§ Task instructions
From the line containing "positive clicks: (1275, 360)" down to the line containing "box: [25, 734, 281, 890]" in the records below, reproduce every line exactly, ends included, and omit all others.

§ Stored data
- - -

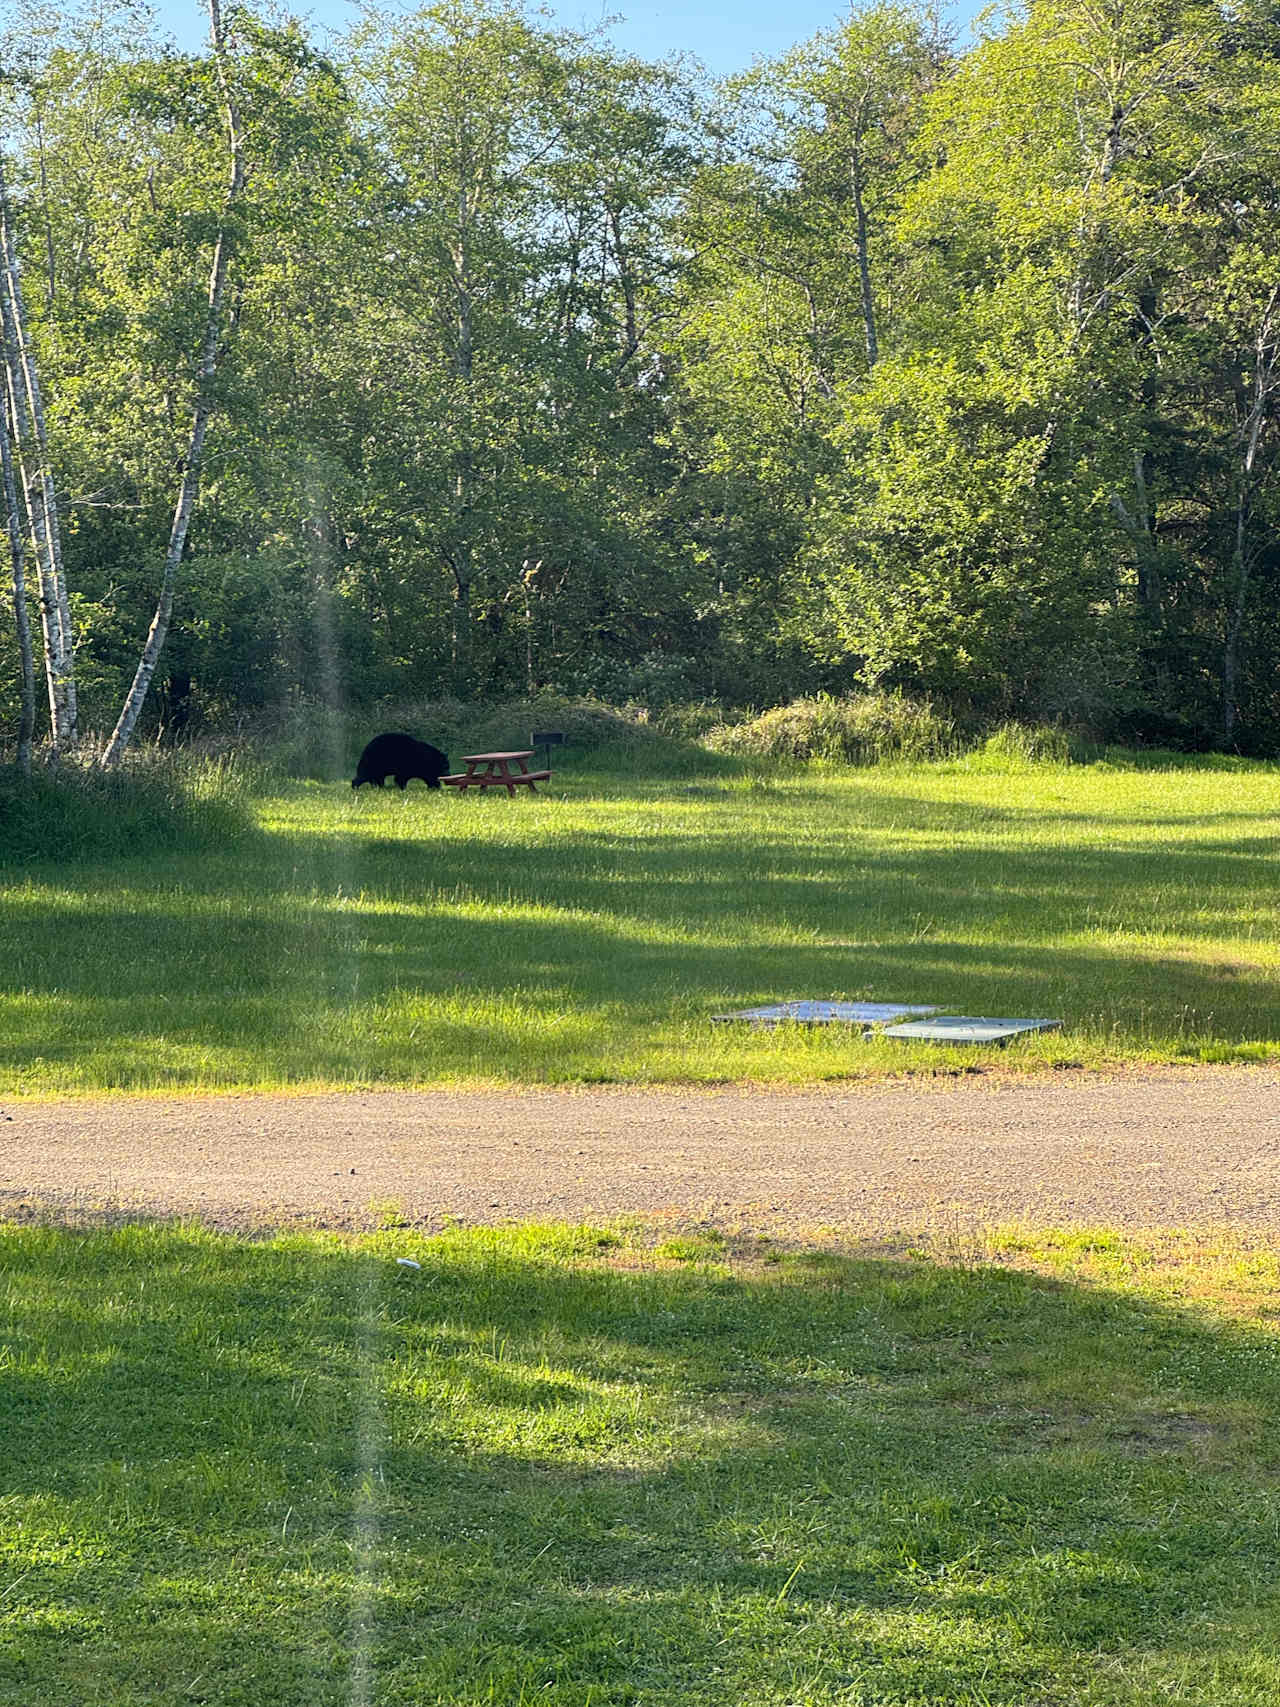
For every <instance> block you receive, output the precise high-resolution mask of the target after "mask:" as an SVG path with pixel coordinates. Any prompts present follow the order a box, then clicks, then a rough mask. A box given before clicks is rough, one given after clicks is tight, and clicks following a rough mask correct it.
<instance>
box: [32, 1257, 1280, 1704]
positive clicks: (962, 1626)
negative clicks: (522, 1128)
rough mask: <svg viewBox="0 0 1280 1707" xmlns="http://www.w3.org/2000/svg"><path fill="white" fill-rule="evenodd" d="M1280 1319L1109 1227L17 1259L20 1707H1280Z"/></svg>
mask: <svg viewBox="0 0 1280 1707" xmlns="http://www.w3.org/2000/svg"><path fill="white" fill-rule="evenodd" d="M398 1256H408V1258H411V1260H413V1261H415V1263H418V1267H416V1268H408V1267H404V1265H401V1263H398V1261H396V1258H398ZM1278 1297H1280V1294H1278V1292H1277V1268H1275V1260H1273V1256H1271V1255H1270V1253H1265V1251H1258V1250H1251V1248H1249V1246H1246V1244H1242V1243H1232V1241H1229V1239H1220V1241H1217V1243H1215V1244H1212V1246H1208V1244H1205V1241H1203V1239H1201V1241H1196V1239H1195V1238H1191V1236H1179V1234H1152V1236H1149V1238H1147V1239H1142V1241H1135V1239H1128V1238H1120V1236H1118V1234H1114V1232H1109V1231H1108V1229H1097V1231H1094V1232H1080V1231H1072V1232H1067V1234H1055V1232H1046V1231H1044V1229H1031V1227H1022V1229H995V1231H992V1232H990V1234H985V1236H983V1243H981V1248H980V1246H978V1243H975V1244H973V1246H971V1248H969V1250H968V1251H951V1253H947V1255H945V1258H944V1260H939V1258H934V1256H928V1255H927V1253H923V1251H922V1253H918V1255H915V1256H911V1255H899V1256H858V1255H857V1253H850V1251H840V1250H806V1248H792V1250H782V1248H770V1250H763V1251H761V1250H758V1248H754V1246H751V1248H746V1250H736V1248H734V1246H732V1243H727V1241H724V1239H712V1238H708V1236H707V1234H705V1231H693V1232H688V1234H683V1236H678V1238H667V1239H659V1241H657V1243H654V1241H652V1239H650V1238H649V1236H647V1234H645V1229H643V1227H631V1229H628V1227H608V1226H606V1227H512V1229H463V1227H454V1229H451V1231H447V1232H444V1234H440V1236H437V1238H423V1236H420V1234H416V1232H411V1231H408V1229H403V1227H389V1229H387V1231H384V1232H381V1234H375V1236H369V1238H362V1239H357V1241H348V1243H340V1241H336V1239H331V1238H321V1236H307V1238H304V1236H297V1238H288V1239H273V1241H263V1243H246V1241H236V1239H229V1238H218V1236H213V1234H207V1232H198V1231H195V1229H159V1227H121V1229H116V1231H111V1232H106V1231H84V1229H82V1231H67V1229H58V1227H27V1229H20V1231H19V1229H14V1227H7V1229H0V1308H3V1313H5V1323H7V1330H5V1337H3V1352H2V1354H0V1430H2V1432H3V1439H5V1454H3V1480H2V1483H0V1516H2V1518H3V1521H2V1523H0V1593H3V1594H5V1599H3V1606H0V1613H2V1615H3V1622H0V1702H14V1704H19V1702H20V1704H26V1702H41V1704H44V1702H61V1700H68V1702H70V1700H77V1702H79V1700H104V1702H130V1704H135V1702H147V1704H152V1702H154V1704H174V1707H176V1704H179V1702H184V1700H207V1702H218V1704H224V1702H236V1700H244V1702H266V1700H270V1702H275V1704H280V1707H292V1704H297V1707H314V1704H321V1707H323V1704H328V1702H331V1704H338V1702H350V1700H352V1698H353V1692H355V1698H364V1700H369V1702H386V1704H391V1702H404V1704H408V1702H413V1704H418V1702H433V1704H444V1702H463V1704H480V1702H493V1700H503V1702H519V1700H521V1698H524V1700H534V1698H536V1700H550V1702H553V1704H563V1707H570V1704H572V1707H579V1704H582V1702H587V1700H591V1702H596V1704H631V1707H650V1704H664V1707H667V1704H676V1702H681V1704H691V1707H698V1704H708V1707H710V1704H717V1707H720V1704H727V1702H734V1704H737V1702H761V1704H765V1702H768V1704H778V1707H780V1704H783V1702H792V1700H804V1702H807V1704H811V1707H828V1704H829V1707H836V1704H841V1707H847V1704H848V1702H857V1700H865V1702H870V1700H874V1702H879V1704H884V1707H898V1704H901V1707H906V1704H913V1707H916V1704H922V1702H927V1704H937V1707H942V1704H952V1702H995V1704H1009V1707H1024V1704H1027V1702H1033V1700H1034V1702H1062V1704H1085V1702H1097V1704H1126V1707H1137V1704H1154V1702H1157V1700H1179V1702H1186V1704H1203V1707H1222V1704H1239V1707H1244V1704H1249V1707H1263V1704H1268V1707H1270V1702H1271V1700H1275V1697H1277V1690H1278V1688H1280V1657H1278V1656H1277V1649H1275V1640H1273V1632H1275V1622H1277V1617H1278V1615H1280V1589H1277V1582H1275V1572H1273V1550H1275V1529H1277V1523H1278V1521H1280V1504H1278V1502H1277V1471H1278V1470H1280V1458H1278V1456H1277V1454H1278V1451H1280V1449H1278V1448H1277V1444H1275V1442H1277V1439H1278V1437H1280V1430H1278V1429H1277V1424H1278V1422H1280V1415H1278V1412H1280V1350H1278V1347H1277V1335H1275V1320H1277V1318H1275V1309H1277V1299H1278Z"/></svg>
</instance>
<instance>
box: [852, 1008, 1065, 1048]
mask: <svg viewBox="0 0 1280 1707" xmlns="http://www.w3.org/2000/svg"><path fill="white" fill-rule="evenodd" d="M1060 1026H1062V1021H1060V1019H976V1017H973V1016H971V1014H944V1016H942V1017H939V1019H911V1021H908V1022H906V1024H901V1026H886V1028H884V1031H882V1033H881V1036H882V1038H908V1040H916V1041H920V1043H1007V1041H1009V1040H1010V1038H1019V1036H1024V1034H1026V1033H1031V1031H1056V1029H1058V1028H1060Z"/></svg>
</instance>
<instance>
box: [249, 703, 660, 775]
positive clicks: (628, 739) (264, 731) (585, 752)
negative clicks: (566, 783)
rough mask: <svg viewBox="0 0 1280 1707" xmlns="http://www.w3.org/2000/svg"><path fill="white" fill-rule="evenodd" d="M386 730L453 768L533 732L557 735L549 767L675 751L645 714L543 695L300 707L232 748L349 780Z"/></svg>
mask: <svg viewBox="0 0 1280 1707" xmlns="http://www.w3.org/2000/svg"><path fill="white" fill-rule="evenodd" d="M389 729H403V731H404V732H406V734H413V736H416V737H418V739H420V741H430V743H432V746H439V748H440V749H442V751H445V753H449V756H451V760H452V761H454V763H457V765H459V768H461V758H463V754H464V753H493V751H507V749H512V748H515V749H522V748H527V746H529V737H531V734H532V731H534V729H555V731H558V732H560V734H563V736H565V746H563V748H556V749H555V751H553V754H551V765H553V766H555V765H558V763H560V761H561V760H572V758H579V756H584V754H594V753H596V751H597V749H601V748H608V749H609V751H611V754H613V756H614V760H621V758H623V756H626V754H645V753H650V754H652V758H654V763H655V765H657V766H662V763H664V761H666V763H667V765H671V763H672V761H674V760H676V754H678V748H676V741H674V737H672V734H671V732H666V731H664V729H660V727H659V725H657V724H650V722H649V715H647V712H645V710H642V708H630V710H620V708H616V707H613V705H606V703H604V702H602V700H594V698H589V696H584V695H563V693H551V691H546V693H536V695H527V696H526V695H522V696H517V698H510V700H480V702H463V700H456V698H449V696H447V698H433V700H386V702H381V703H377V705H367V707H362V708H358V710H357V708H341V710H340V708H335V707H331V705H326V703H323V702H302V703H299V705H294V707H290V708H288V710H285V712H282V714H276V715H275V717H270V719H265V720H261V722H258V724H254V727H253V732H249V734H242V736H239V737H237V741H236V748H237V751H244V753H249V754H253V760H254V761H256V763H261V765H270V766H271V770H275V772H276V773H280V775H285V777H317V778H321V780H326V782H333V780H336V778H338V777H343V775H346V777H350V775H352V773H353V770H355V761H357V758H358V756H360V751H362V748H364V746H365V743H367V741H370V739H372V737H374V736H375V734H381V732H382V731H389Z"/></svg>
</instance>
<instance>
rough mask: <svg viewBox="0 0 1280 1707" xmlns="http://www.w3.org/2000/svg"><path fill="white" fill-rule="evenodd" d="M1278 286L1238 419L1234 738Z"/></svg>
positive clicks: (1275, 360)
mask: <svg viewBox="0 0 1280 1707" xmlns="http://www.w3.org/2000/svg"><path fill="white" fill-rule="evenodd" d="M1278 314H1280V285H1275V287H1273V290H1271V295H1270V299H1268V302H1266V307H1265V309H1263V312H1261V318H1260V323H1258V335H1256V338H1254V345H1253V396H1251V399H1249V406H1248V410H1246V411H1244V417H1242V420H1241V473H1239V485H1237V488H1236V541H1234V546H1232V553H1231V587H1232V608H1231V616H1229V620H1227V638H1225V644H1224V647H1222V734H1224V737H1225V739H1227V741H1232V743H1234V739H1236V720H1237V715H1239V708H1237V705H1236V693H1237V681H1239V661H1241V633H1242V630H1244V611H1246V606H1248V597H1249V550H1248V533H1249V505H1251V502H1253V492H1254V480H1256V463H1258V446H1260V444H1261V437H1263V428H1265V427H1266V423H1268V420H1270V417H1271V410H1273V405H1275V398H1277V394H1280V326H1278V324H1277V316H1278Z"/></svg>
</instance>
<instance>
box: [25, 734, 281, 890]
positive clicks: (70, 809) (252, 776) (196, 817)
mask: <svg viewBox="0 0 1280 1707" xmlns="http://www.w3.org/2000/svg"><path fill="white" fill-rule="evenodd" d="M253 780H256V778H254V775H253V773H251V770H249V768H247V766H246V765H244V763H237V761H232V760H212V758H210V760H191V758H183V756H172V754H159V753H155V751H150V753H138V754H135V756H133V758H131V760H130V763H128V765H125V766H121V768H118V770H113V772H109V773H104V772H101V770H90V768H87V766H79V765H70V763H61V765H58V766H56V768H51V766H44V765H38V766H36V768H32V773H31V777H20V775H19V773H17V770H12V768H0V865H31V864H36V862H39V860H46V862H51V864H55V865H60V864H65V862H68V860H109V859H119V857H123V855H137V854H143V852H145V854H148V855H150V854H157V855H169V854H172V852H176V850H183V852H196V850H205V852H222V850H224V848H227V847H230V845H232V843H236V842H239V840H242V838H244V836H246V835H247V833H249V831H251V826H253V814H251V811H249V789H251V784H253Z"/></svg>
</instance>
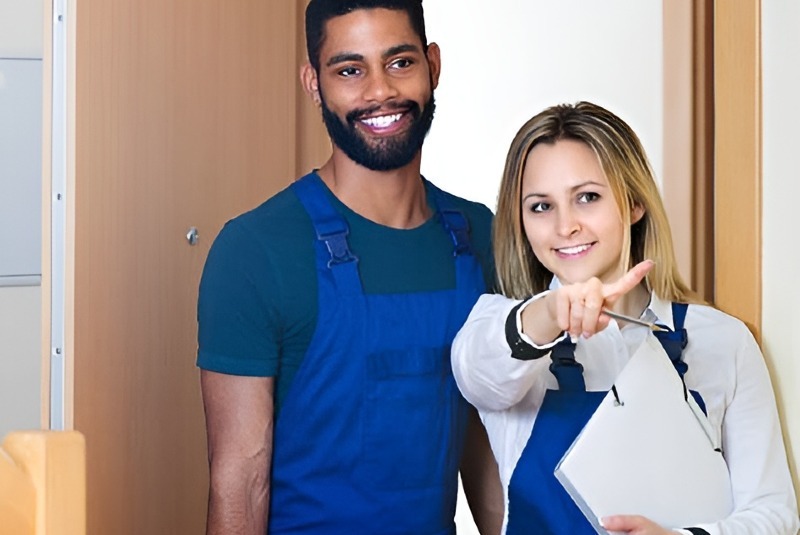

- - -

§ Exercise output
positive clicks: (1275, 360)
mask: <svg viewBox="0 0 1280 1707" xmlns="http://www.w3.org/2000/svg"><path fill="white" fill-rule="evenodd" d="M1278 314H1280V285H1275V287H1273V290H1271V295H1270V299H1268V302H1266V307H1265V309H1263V312H1261V318H1260V323H1258V335H1256V338H1254V345H1253V396H1251V399H1249V406H1248V410H1246V411H1244V417H1242V420H1241V473H1239V485H1237V488H1236V541H1234V546H1232V553H1231V587H1232V608H1231V616H1229V620H1227V638H1225V644H1224V647H1222V734H1224V737H1225V739H1227V741H1232V743H1234V739H1236V720H1237V715H1239V708H1237V705H1236V693H1237V681H1239V661H1241V633H1242V630H1244V611H1246V606H1248V597H1249V550H1248V533H1249V505H1251V502H1253V492H1254V480H1256V463H1258V446H1260V444H1261V437H1263V428H1265V427H1266V423H1268V420H1270V417H1271V410H1273V405H1275V398H1277V394H1280V326H1278V324H1277V316H1278Z"/></svg>
</instance>
<instance>
box: [25, 734, 281, 890]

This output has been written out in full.